[WRITTEN INSTRUCTION]: Please retype the records below exactly, leaving out any pictures.

— START OF RECORDS FOR THE EXERCISE —

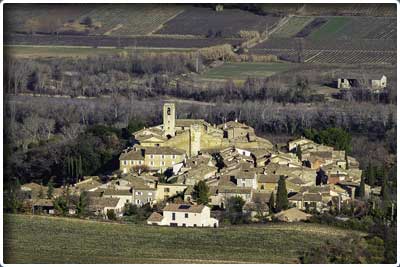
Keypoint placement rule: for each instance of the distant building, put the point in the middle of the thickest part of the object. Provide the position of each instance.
(292, 215)
(219, 8)
(185, 215)
(374, 82)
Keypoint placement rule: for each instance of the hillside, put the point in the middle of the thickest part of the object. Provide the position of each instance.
(37, 239)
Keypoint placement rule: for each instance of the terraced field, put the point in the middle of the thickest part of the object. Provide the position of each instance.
(343, 39)
(293, 26)
(35, 239)
(329, 9)
(46, 15)
(131, 19)
(345, 28)
(109, 19)
(202, 21)
(240, 71)
(111, 41)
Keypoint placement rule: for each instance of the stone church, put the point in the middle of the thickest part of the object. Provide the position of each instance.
(176, 139)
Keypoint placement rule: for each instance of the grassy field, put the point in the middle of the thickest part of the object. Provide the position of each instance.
(242, 70)
(293, 26)
(69, 51)
(329, 29)
(35, 239)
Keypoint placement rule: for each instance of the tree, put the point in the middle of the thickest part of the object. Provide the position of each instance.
(362, 188)
(385, 191)
(201, 192)
(60, 204)
(298, 152)
(83, 203)
(87, 21)
(111, 215)
(370, 175)
(41, 192)
(50, 189)
(282, 202)
(271, 203)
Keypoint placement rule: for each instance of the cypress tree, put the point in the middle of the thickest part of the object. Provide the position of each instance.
(384, 189)
(282, 201)
(370, 175)
(50, 189)
(362, 188)
(41, 193)
(298, 152)
(271, 203)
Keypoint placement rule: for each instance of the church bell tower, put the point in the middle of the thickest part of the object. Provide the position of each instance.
(169, 119)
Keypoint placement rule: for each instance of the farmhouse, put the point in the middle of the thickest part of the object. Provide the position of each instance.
(292, 215)
(374, 82)
(185, 215)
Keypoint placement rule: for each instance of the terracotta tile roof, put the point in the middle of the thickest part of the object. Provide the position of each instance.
(292, 214)
(155, 217)
(184, 208)
(43, 203)
(114, 192)
(132, 155)
(235, 190)
(163, 150)
(102, 202)
(268, 178)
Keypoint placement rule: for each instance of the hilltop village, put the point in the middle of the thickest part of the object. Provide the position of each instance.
(167, 165)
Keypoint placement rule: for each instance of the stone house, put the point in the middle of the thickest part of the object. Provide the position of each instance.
(292, 215)
(100, 205)
(152, 158)
(185, 215)
(267, 182)
(165, 191)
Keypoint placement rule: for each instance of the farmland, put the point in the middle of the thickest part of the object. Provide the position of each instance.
(240, 71)
(343, 39)
(343, 28)
(344, 9)
(293, 26)
(203, 21)
(109, 19)
(109, 41)
(27, 51)
(35, 239)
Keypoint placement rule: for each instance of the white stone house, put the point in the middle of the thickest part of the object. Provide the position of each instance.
(185, 215)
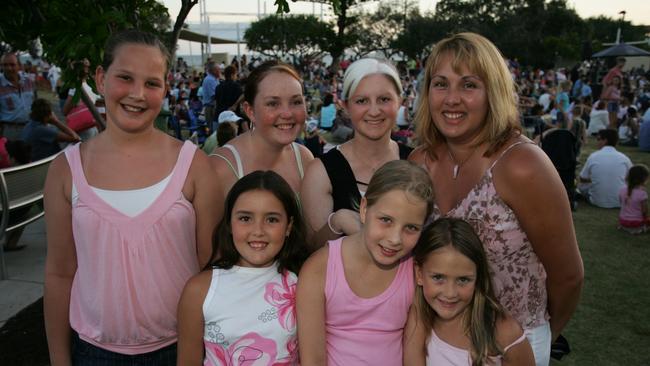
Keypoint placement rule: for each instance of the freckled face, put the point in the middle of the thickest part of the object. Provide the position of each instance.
(448, 280)
(457, 101)
(133, 87)
(278, 110)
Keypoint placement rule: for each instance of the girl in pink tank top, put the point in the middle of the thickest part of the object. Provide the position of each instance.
(456, 320)
(354, 295)
(129, 215)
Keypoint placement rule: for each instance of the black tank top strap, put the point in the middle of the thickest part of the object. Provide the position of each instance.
(345, 193)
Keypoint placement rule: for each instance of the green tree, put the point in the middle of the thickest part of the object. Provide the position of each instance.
(295, 35)
(379, 31)
(71, 30)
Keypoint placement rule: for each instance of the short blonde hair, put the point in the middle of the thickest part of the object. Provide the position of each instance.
(481, 57)
(368, 66)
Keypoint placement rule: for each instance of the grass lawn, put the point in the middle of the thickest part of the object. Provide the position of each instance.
(612, 323)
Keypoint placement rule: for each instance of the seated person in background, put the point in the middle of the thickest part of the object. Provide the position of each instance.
(598, 119)
(644, 135)
(604, 172)
(634, 217)
(44, 131)
(313, 141)
(629, 129)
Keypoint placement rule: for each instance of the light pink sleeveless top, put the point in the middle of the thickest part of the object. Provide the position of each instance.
(131, 270)
(362, 331)
(518, 275)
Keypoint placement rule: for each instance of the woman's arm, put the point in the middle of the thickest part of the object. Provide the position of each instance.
(508, 333)
(528, 182)
(208, 204)
(310, 307)
(190, 320)
(60, 262)
(415, 338)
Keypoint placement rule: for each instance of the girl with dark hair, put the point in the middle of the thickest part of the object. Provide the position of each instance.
(129, 215)
(242, 306)
(457, 319)
(634, 217)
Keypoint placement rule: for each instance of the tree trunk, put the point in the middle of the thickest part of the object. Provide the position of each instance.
(186, 6)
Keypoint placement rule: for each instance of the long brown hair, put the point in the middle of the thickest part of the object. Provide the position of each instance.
(483, 311)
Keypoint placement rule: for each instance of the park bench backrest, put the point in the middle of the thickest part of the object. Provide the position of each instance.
(21, 187)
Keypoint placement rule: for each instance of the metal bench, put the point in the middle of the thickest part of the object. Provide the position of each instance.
(21, 199)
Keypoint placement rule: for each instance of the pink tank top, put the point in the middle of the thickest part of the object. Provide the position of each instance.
(518, 275)
(131, 270)
(362, 331)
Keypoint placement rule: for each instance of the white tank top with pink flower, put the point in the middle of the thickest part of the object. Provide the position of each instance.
(250, 317)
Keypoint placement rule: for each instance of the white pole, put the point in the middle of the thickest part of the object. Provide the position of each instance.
(238, 50)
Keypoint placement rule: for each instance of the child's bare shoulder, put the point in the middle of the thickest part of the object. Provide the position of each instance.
(198, 285)
(316, 264)
(508, 331)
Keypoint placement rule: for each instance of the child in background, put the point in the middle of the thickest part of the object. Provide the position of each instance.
(634, 217)
(354, 294)
(456, 319)
(241, 309)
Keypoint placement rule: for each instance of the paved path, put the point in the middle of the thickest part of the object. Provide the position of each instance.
(26, 270)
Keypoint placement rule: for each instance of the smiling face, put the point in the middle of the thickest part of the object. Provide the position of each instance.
(278, 110)
(448, 280)
(133, 87)
(392, 226)
(259, 227)
(457, 101)
(373, 106)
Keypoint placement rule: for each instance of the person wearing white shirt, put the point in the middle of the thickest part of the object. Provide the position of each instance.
(604, 172)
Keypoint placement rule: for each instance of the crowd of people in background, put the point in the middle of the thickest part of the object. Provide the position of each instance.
(404, 182)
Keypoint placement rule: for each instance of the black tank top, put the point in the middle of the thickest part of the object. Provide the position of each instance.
(345, 193)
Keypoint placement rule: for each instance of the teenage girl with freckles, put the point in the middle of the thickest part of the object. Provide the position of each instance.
(335, 183)
(354, 294)
(129, 218)
(274, 102)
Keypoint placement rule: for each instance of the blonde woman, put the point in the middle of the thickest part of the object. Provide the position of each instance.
(487, 173)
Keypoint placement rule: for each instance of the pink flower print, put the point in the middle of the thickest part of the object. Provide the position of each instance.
(283, 297)
(249, 350)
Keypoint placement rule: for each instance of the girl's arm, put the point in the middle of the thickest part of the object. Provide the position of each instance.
(528, 182)
(310, 306)
(518, 352)
(207, 202)
(414, 339)
(60, 262)
(317, 203)
(190, 320)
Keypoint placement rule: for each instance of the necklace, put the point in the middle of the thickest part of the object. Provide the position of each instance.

— END OF RECORDS FOR THE EXERCISE —

[RESPONSE TO THIS EXERCISE]:
Keypoint placement rule: for each instance of the distant building, put the point in the middle of the thickest part of the object. Provide the position of each instance.
(292, 215)
(219, 8)
(185, 215)
(374, 82)
Keypoint placement rule: for each instance of the hillside, put the point in the middle of the thickest part of the object. Provide the position of each instance.
(37, 239)
Keypoint placement rule: for each instance of the terraced field, put the point in the middle of the thickest part of the object. Provide the position of each instance.
(343, 39)
(293, 26)
(35, 239)
(329, 9)
(46, 15)
(131, 19)
(345, 28)
(109, 19)
(202, 21)
(240, 71)
(111, 41)
Keypoint placement rule: for each instance of the stone church, put the point in the middle of the thickest part of the object. Provide the position of each instance.
(176, 139)
Keypoint placement rule: for each instance of the grassy field, put the point in the middle of the thickest part of the object. Provide the position of each instance.
(242, 70)
(293, 26)
(69, 51)
(329, 29)
(35, 239)
Keypoint placement rule: for each instance of the tree, put the point in the middle of the thickest part of the object. Provide the position of each instance.
(362, 188)
(385, 191)
(201, 192)
(60, 204)
(298, 152)
(83, 203)
(87, 21)
(111, 215)
(370, 175)
(41, 192)
(50, 189)
(282, 202)
(271, 203)
Keypoint placement rule: for each instance of the cypress tree, put the point in the middle of the thickest part of the object. Provide the position of each instance.
(384, 189)
(282, 201)
(370, 175)
(50, 189)
(362, 188)
(41, 193)
(298, 152)
(271, 203)
Keypoint placement rule: for each instance of the church bell tower, put the point in the middle of the thickest part of the object. Provide the position of each instance.
(169, 119)
Keypoint placement rule: for each instance of the farmhouse, put the point in the middle of the thickest part of the object. Provide the position of each instance.
(292, 215)
(374, 82)
(185, 215)
Keypoint placement rule: for each instance of the terracotta tile roof, put the point in the middle of the thickest part of the object. Provide the position of each instance.
(292, 214)
(155, 217)
(184, 208)
(43, 203)
(114, 192)
(132, 155)
(235, 190)
(163, 150)
(102, 202)
(268, 178)
Keypoint placement rule: for each instance of the hilltop village, put the point in the middle of the thickest part of the object. Provide the position of each instance.
(167, 165)
Keypoint placement rule: for each instance of the stone house, put the point in the middle of the thickest part of the object. Provide the position of each instance.
(292, 215)
(100, 205)
(152, 158)
(185, 215)
(267, 182)
(165, 191)
Keypoint placement rule: for each instance of the farmland, put the point in the middle of the thickest part of the object. Provide the position of each instance.
(240, 71)
(343, 39)
(343, 28)
(344, 9)
(293, 26)
(203, 21)
(109, 19)
(109, 41)
(27, 51)
(35, 239)
Keypoint placement rule: for each instance of the white stone house, put the point in the middle of the thickest part of the object. Provide the position of each instance.
(185, 215)
Keypoint placement rule: for each instance of the freckled face, put the point in the middle of the thickest part of the object. Provide the position of each instance.
(448, 280)
(457, 101)
(133, 87)
(278, 110)
Keypoint placement rule: for each instance of the girl in pink tank top, put the point in the middle of the thickest part of the object. Provide the position of each instance.
(456, 320)
(354, 295)
(129, 215)
Keypoint placement rule: for each instance of the black tank top strap, put the point in the middle of the thickest part of the object. Provide the position of each instance.
(345, 193)
Keypoint placement rule: for each instance of the green tree, put the point in the middle of the thickest part of the object. Provide the position of each instance.
(295, 35)
(379, 31)
(71, 30)
Keypoint placement rule: for each instance of the short blonde hair, put the point in the middle of the thickest part of the object. Provide the position of each instance.
(481, 57)
(368, 66)
Keypoint placement rule: for each instance of the grass lawn, put the point in the middle of the thickest part of the object. Provide the position of each instance.
(612, 323)
Keypoint placement rule: for each instance of the seated person in background, put the point in the middle of the thickest part of the object. Provide the position of each instance.
(598, 119)
(644, 135)
(604, 172)
(634, 217)
(44, 131)
(313, 141)
(629, 129)
Keypoint placement rule: for each instance of the light pink sleeveless top, put the point in the middle of the thickest part of the object. Provide the position of each instance.
(131, 270)
(362, 331)
(518, 275)
Keypoint placement rule: for each instance of the woman's arm, put the point in the middle of the thickest part of the object. Provide the position of each instance.
(508, 333)
(528, 182)
(208, 204)
(310, 307)
(190, 320)
(60, 262)
(415, 338)
Keypoint placement rule: for each instance of the girl with dark hair, put the point in the middle of the thickest part of the object. Provide the position of each instance.
(129, 215)
(242, 306)
(457, 319)
(634, 217)
Keypoint placement rule: for each instance of the tree trunk, put the point in the middle of the thickest part of the object. Provide the position of each instance.
(186, 6)
Keypoint placement rule: for each instance of the long brown hair, put the point in the middle of the thickest part of the object. Provide the position of each instance.
(483, 311)
Keypoint placement rule: for each instance of the park bench backrest, put the point in the middle of the thickest part of the object. Provide the position of each instance.
(21, 187)
Keypoint placement rule: for each instance of the metal bench, put the point in the middle of the thickest part of the object. Provide the position of each instance.
(21, 199)
Keypoint placement rule: for each instance of the pink tank top, put the point in the middle of the thickest part of the object. Provide the position of each instance.
(518, 275)
(131, 270)
(362, 331)
Keypoint placement rule: for each instance of the white tank top with pink flower, put the point in the middle of the thickest part of the object. Provide the position of each instance.
(250, 317)
Keypoint placement rule: for each instance of the white pole, put the point in the middle of the thickest part of the object. Provide the position of each instance.
(238, 50)
Keypoint placement rule: for each instance of the child's bare shoulder, put the point in the middle of the thickest part of the object. Provide the position of each instance.
(198, 285)
(316, 264)
(508, 331)
Keypoint placement rule: for each instance of the child in background, put the point in the middle of the thickest part of the object. Provide the position of each instance.
(634, 217)
(354, 294)
(456, 319)
(241, 309)
Keypoint placement rule: for each instance of the paved path, put the point in the middle of the thickest part of the object. Provide the position of each instance.
(26, 270)
Keypoint placement rule: for each instance of the smiling face, put the point in the middle of the thickest part of the object. Provide the position of each instance.
(278, 110)
(448, 280)
(133, 87)
(392, 226)
(259, 227)
(457, 101)
(373, 106)
Keypoint placement rule: for each instance of the person wearing white shirt, put the point in the middle of the thickest part of the object. Provide the position of each instance.
(604, 172)
Keypoint placement rule: for each instance of the crowd of people in background, put the point in the middle of the thickest part of the object. Provide the position of each instance.
(404, 182)
Keypoint placement rule: for each instance of the black tank top, put the point in the middle of the thickest part of the object. Provide the position of each instance.
(345, 193)
Keypoint placement rule: for each instance of the teenage girl with freckles, put the point in the middle of the thickest part of the object. Provide the position of each instance.
(335, 183)
(354, 294)
(129, 218)
(274, 102)
Keypoint placement rule: for each instance of the blonde woman, put the point in the middle of the thickest part of the object. Provide the position of each instance.
(487, 173)
Keypoint placement rule: for each instance of the pink flower print, put the point in the middle of the thickest part of the object. Provide the position of each instance.
(283, 297)
(249, 350)
Keypoint placement rule: for each instance of the girl's arm, put the point in the middle of the thickest part of the object. Provide the position of each instance.
(528, 182)
(310, 306)
(518, 352)
(207, 202)
(414, 339)
(60, 262)
(317, 203)
(190, 320)
Keypoint placement rule: for each instance of the necklace, put the point in the middle of the thickest part of the object. Provide the position of each instance.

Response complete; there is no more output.